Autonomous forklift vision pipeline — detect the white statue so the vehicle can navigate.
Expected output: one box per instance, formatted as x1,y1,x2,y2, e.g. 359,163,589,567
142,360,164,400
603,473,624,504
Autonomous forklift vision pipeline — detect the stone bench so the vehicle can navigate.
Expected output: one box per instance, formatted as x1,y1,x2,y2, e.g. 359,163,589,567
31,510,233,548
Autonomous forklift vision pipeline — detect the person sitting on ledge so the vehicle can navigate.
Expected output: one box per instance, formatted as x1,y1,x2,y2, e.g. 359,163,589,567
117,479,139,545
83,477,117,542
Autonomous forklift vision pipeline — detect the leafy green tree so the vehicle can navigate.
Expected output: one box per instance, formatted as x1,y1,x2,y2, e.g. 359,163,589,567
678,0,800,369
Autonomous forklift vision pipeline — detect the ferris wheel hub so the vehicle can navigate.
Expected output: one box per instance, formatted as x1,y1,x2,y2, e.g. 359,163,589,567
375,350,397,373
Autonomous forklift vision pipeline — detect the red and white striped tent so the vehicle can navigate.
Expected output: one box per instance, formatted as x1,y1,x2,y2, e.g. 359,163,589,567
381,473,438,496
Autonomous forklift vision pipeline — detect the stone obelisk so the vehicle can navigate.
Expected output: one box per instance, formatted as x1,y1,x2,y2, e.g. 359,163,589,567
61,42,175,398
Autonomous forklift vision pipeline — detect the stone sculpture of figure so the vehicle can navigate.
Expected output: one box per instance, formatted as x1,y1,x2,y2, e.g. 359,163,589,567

──────

Rescale the stretch from the line containing "Autonomous forklift vision pipeline — detect the leafy" through the end of the entries, and give every line of it again, requests included. Multiply each bounding-box coordinate in the answers by 1.25 and round to whole numbers, with halves rounded up, leaving the requests and their format samples unchanged.

Autonomous forklift vision pipeline — detect the leafy green tree so the vehicle can navigate.
Expected output: one box per instance, formatted as x1,y1,x2,y2, e.g. 359,163,589,567
848,0,1000,461
Autonomous forklift vision pipeline — detect the ferris wheel hub so the vehicle can navigate.
Expected output: one box per instance, formatted as x1,y1,x2,y2, e.g. 359,163,589,567
469,438,496,466
Autonomous forklift vision pipeline — detect the red and white striped tent so the vehicle can navigate.
Expected output: one box per instance, formatted as x1,y1,x2,y2, e.g. 359,163,589,567
476,591,548,620
Autonomous forklift vision pipeline — detect the stone obelisk so the vehicle can navigate.
Expected output: one box per instance, formatted as x1,y1,x2,y2, e.g. 359,163,589,567
76,53,219,498
Autonomous forklift vision pipeline — detect the stone sculpture of figure so the vehicle can navigate.
Expected output: one box per instance, formatted as x1,y1,x2,y2, e.g. 359,163,589,567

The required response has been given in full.